Rewrite the listing below with every "banana" changed to "plantain", keeping all other text the same. Omit the pictures from your version.

_Region annotation entries_
┌──

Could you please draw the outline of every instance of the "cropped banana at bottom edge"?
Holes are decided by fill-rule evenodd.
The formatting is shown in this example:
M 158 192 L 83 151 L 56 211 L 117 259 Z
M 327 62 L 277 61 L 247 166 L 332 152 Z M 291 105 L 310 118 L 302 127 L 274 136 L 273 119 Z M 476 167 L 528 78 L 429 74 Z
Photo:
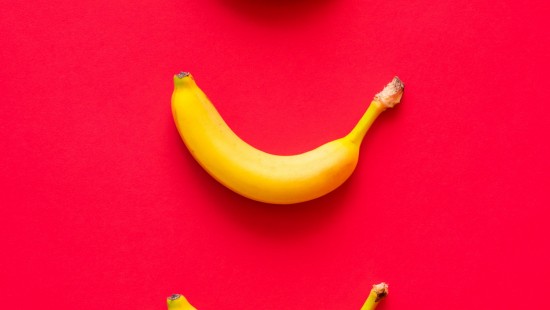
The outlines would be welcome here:
M 361 307 L 361 310 L 375 310 L 380 301 L 388 296 L 388 284 L 382 282 L 372 286 L 372 289 Z M 168 310 L 197 310 L 181 294 L 174 294 L 166 299 Z
M 400 102 L 403 90 L 394 77 L 349 134 L 296 155 L 266 153 L 239 138 L 188 72 L 174 76 L 172 114 L 185 145 L 212 177 L 250 199 L 292 204 L 321 197 L 349 178 L 365 133 Z

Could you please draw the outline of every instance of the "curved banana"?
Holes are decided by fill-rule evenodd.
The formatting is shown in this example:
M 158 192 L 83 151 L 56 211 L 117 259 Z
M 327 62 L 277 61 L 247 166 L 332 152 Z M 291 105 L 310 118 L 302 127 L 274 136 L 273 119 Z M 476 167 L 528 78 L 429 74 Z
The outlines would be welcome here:
M 239 138 L 188 72 L 174 76 L 172 114 L 185 145 L 212 177 L 250 199 L 292 204 L 344 183 L 355 170 L 365 133 L 380 113 L 399 103 L 403 89 L 395 77 L 349 134 L 297 155 L 269 154 Z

└──

_WRITTEN SOLUTION_
Could you please draw the outline of every instance of the "cropped plantain at bottom edge"?
Holes are decided by fill-rule evenodd.
The formatting is shown in this example:
M 158 192 L 83 151 L 56 211 L 117 259 Z
M 327 62 L 277 61 L 247 166 L 332 152 Z M 291 105 L 310 118 L 302 127 L 274 136 L 273 119 Z M 476 167 L 528 78 L 429 74 Z
Photo:
The outlines would be welcome here:
M 361 307 L 361 310 L 375 310 L 380 301 L 388 296 L 388 284 L 382 282 L 372 286 L 372 289 Z M 168 310 L 197 310 L 181 294 L 174 294 L 166 299 Z
M 400 102 L 403 90 L 394 77 L 349 134 L 296 155 L 266 153 L 239 138 L 188 72 L 174 76 L 172 114 L 185 145 L 212 177 L 250 199 L 292 204 L 321 197 L 349 178 L 365 133 Z

Could you please draw the outline of every instance of the "curved plantain"?
Holes are decided by fill-rule evenodd.
The formatting is shown in this example:
M 158 192 L 83 151 L 56 211 L 117 259 Z
M 327 62 L 277 61 L 247 166 L 332 152 Z M 291 105 L 310 118 L 302 127 L 274 136 L 273 119 Z M 476 167 L 528 78 L 429 74 Z
The outlines would be welcome here:
M 239 138 L 188 72 L 174 76 L 172 114 L 185 145 L 212 177 L 250 199 L 292 204 L 344 183 L 355 170 L 365 133 L 380 113 L 399 103 L 403 89 L 395 77 L 349 134 L 297 155 L 269 154 Z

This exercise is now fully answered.